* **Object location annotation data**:
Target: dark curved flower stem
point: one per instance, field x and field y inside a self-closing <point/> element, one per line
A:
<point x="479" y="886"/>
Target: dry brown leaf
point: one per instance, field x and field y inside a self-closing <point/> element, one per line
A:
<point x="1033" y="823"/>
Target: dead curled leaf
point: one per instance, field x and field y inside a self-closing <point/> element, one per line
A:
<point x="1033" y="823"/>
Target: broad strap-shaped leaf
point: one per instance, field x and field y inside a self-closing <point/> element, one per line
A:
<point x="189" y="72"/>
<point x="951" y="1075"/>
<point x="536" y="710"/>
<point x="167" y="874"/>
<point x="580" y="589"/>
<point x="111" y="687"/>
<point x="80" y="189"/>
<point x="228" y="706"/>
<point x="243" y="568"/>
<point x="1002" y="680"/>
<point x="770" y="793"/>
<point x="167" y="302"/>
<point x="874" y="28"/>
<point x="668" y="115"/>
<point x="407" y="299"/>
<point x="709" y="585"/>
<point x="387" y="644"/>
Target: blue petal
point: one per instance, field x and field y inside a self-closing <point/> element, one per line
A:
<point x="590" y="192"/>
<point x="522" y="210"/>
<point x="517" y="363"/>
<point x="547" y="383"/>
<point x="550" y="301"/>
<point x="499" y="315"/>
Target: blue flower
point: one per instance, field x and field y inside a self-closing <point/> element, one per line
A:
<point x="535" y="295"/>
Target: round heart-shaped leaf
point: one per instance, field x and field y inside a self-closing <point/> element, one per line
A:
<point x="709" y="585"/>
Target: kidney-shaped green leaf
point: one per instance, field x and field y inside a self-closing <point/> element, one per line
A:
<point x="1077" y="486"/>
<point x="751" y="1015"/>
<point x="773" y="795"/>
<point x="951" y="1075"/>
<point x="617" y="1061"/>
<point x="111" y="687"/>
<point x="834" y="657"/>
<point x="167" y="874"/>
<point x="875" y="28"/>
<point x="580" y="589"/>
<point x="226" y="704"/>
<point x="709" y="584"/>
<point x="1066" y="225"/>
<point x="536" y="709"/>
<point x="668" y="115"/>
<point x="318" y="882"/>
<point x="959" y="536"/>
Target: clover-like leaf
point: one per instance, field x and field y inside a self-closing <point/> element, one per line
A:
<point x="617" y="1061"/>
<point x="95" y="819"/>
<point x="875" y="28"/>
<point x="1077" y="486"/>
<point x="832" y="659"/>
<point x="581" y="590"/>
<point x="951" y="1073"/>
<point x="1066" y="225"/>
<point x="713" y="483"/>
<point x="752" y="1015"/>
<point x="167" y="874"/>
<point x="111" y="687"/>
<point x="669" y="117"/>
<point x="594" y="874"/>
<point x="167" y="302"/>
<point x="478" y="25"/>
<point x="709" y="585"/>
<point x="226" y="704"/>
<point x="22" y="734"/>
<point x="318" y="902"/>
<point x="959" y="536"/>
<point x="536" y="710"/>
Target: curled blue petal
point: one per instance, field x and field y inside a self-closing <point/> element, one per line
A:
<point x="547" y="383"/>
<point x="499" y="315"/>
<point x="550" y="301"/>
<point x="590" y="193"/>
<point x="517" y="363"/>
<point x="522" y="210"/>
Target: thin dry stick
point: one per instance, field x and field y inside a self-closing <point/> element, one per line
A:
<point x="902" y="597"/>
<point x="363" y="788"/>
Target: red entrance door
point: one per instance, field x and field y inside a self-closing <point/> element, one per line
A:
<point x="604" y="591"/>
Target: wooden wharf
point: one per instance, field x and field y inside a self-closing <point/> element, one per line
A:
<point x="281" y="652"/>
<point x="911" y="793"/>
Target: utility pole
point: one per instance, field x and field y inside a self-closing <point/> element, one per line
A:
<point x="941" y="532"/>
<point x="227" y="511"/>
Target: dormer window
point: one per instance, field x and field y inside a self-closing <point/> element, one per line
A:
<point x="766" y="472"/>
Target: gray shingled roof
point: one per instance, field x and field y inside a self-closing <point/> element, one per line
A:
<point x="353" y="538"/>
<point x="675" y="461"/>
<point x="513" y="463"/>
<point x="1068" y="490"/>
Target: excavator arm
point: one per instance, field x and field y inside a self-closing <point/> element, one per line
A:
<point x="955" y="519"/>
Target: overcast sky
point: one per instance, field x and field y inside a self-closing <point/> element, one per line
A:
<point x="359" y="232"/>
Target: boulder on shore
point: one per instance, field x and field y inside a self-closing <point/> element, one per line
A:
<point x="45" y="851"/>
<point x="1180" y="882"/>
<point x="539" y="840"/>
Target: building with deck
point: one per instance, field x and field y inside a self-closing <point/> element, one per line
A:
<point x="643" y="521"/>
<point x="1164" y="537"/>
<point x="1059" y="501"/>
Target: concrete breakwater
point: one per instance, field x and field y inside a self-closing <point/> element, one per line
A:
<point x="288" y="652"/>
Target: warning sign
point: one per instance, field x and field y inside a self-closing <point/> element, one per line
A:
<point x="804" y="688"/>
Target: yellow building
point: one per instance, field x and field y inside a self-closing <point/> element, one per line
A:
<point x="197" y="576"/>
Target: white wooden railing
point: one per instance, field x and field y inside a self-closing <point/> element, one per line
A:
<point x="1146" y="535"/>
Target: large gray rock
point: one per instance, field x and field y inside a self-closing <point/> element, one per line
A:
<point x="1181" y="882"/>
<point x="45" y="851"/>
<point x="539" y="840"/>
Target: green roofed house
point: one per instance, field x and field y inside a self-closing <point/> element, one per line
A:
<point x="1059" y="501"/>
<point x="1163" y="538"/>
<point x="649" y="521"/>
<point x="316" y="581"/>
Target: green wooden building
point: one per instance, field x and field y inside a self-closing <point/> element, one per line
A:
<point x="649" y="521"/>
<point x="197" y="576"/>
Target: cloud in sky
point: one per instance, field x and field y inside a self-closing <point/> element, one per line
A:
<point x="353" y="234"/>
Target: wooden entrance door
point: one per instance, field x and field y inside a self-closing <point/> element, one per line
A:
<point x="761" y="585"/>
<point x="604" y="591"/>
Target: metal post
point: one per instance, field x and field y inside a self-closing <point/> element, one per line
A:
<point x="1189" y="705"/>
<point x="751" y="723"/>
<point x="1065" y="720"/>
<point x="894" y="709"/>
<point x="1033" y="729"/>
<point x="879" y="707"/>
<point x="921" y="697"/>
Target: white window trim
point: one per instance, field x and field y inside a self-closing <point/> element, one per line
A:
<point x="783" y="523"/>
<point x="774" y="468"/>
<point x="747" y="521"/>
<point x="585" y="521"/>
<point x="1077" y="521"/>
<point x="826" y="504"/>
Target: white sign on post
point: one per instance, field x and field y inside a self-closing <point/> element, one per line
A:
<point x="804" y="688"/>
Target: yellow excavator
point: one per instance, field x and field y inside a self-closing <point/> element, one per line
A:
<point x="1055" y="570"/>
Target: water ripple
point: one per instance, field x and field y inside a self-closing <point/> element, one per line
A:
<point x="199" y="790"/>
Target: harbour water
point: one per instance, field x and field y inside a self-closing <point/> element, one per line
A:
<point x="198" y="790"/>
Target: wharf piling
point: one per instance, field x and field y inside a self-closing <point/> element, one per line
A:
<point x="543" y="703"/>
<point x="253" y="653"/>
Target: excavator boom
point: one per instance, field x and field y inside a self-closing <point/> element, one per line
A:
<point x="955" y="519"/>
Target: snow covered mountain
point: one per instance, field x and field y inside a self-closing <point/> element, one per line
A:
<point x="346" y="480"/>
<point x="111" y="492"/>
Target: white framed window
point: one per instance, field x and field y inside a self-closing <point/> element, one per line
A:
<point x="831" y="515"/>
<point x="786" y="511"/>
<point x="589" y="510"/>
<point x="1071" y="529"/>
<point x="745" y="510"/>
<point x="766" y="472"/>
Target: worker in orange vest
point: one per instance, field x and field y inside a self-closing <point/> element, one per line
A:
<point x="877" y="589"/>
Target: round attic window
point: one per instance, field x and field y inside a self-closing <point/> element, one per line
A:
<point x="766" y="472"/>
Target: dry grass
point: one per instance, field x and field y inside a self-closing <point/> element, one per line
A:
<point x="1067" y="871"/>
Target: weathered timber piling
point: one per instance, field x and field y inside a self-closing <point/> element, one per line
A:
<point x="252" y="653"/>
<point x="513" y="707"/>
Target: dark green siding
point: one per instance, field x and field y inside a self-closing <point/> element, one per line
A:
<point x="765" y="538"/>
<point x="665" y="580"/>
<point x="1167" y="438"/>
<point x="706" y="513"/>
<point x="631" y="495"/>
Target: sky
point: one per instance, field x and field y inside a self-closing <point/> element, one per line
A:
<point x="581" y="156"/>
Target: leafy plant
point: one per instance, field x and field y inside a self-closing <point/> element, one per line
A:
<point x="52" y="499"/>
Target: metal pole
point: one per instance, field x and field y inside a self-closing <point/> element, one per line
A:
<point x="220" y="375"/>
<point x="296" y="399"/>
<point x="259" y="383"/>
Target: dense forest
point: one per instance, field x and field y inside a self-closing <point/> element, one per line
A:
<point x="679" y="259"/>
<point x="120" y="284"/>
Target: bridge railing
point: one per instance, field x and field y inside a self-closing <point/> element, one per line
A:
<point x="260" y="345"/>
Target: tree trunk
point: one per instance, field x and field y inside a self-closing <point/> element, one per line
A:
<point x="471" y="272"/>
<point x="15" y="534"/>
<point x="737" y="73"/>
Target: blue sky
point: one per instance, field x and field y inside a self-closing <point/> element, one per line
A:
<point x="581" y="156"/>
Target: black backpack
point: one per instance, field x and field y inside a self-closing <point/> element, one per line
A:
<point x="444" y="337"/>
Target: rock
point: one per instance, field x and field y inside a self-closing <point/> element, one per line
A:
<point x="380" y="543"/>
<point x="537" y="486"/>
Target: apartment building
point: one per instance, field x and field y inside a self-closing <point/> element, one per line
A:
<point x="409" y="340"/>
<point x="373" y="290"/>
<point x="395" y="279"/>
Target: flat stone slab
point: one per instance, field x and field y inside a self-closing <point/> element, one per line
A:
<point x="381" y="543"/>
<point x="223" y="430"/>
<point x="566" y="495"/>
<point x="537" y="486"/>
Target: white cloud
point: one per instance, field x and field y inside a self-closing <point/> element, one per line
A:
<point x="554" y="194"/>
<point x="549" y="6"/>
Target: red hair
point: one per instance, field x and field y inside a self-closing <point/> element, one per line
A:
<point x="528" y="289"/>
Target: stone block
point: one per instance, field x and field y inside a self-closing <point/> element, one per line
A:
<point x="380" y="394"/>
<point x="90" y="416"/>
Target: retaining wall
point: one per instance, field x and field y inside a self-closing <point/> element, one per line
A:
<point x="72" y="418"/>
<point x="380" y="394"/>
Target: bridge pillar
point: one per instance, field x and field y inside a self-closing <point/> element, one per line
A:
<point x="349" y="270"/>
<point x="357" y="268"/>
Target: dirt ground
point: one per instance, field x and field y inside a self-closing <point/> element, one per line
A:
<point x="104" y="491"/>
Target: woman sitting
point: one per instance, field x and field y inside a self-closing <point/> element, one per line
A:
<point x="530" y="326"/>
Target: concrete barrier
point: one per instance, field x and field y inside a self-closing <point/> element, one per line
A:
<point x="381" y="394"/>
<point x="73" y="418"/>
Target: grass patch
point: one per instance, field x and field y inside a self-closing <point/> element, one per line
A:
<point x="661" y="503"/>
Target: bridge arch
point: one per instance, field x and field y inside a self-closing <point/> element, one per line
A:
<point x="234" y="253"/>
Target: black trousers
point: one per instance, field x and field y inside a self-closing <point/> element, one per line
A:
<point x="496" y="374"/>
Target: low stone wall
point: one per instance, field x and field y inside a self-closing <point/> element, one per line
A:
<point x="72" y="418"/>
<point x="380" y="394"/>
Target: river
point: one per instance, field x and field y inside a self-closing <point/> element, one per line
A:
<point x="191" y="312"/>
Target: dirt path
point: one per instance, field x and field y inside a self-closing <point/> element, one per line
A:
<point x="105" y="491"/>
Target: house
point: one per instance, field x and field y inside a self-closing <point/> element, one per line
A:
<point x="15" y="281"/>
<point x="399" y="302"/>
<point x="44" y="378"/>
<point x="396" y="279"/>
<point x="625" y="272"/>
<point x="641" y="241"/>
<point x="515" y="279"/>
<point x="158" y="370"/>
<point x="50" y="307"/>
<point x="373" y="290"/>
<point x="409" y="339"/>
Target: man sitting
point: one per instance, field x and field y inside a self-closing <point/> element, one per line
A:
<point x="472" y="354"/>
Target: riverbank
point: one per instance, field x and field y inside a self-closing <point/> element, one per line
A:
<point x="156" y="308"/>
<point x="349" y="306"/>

* **WHAT IS REQUIRED**: Write out again, exactly, the lines from the one holding "Target: dirt path" through the end of the listing, with both ends included.

* **EXPECTED OUTPUT**:
Target: dirt path
point: one per instance, field x and field y inside a self-closing <point/> element, one per line
A:
<point x="105" y="491"/>
Target: house
point: one per instance, field x and field y inside a self-closing <point/> element, one per line
A:
<point x="15" y="281"/>
<point x="399" y="302"/>
<point x="44" y="378"/>
<point x="396" y="279"/>
<point x="625" y="272"/>
<point x="641" y="241"/>
<point x="515" y="279"/>
<point x="158" y="370"/>
<point x="50" y="307"/>
<point x="373" y="290"/>
<point x="409" y="339"/>
Target: man sitting
point: one per instance, field x and field y inside a self-closing <point/> element, one per line
A:
<point x="472" y="354"/>
Target: riverbank
point: one per instance, field x and field y inside a self-closing <point/> element, one per line
A:
<point x="156" y="308"/>
<point x="349" y="306"/>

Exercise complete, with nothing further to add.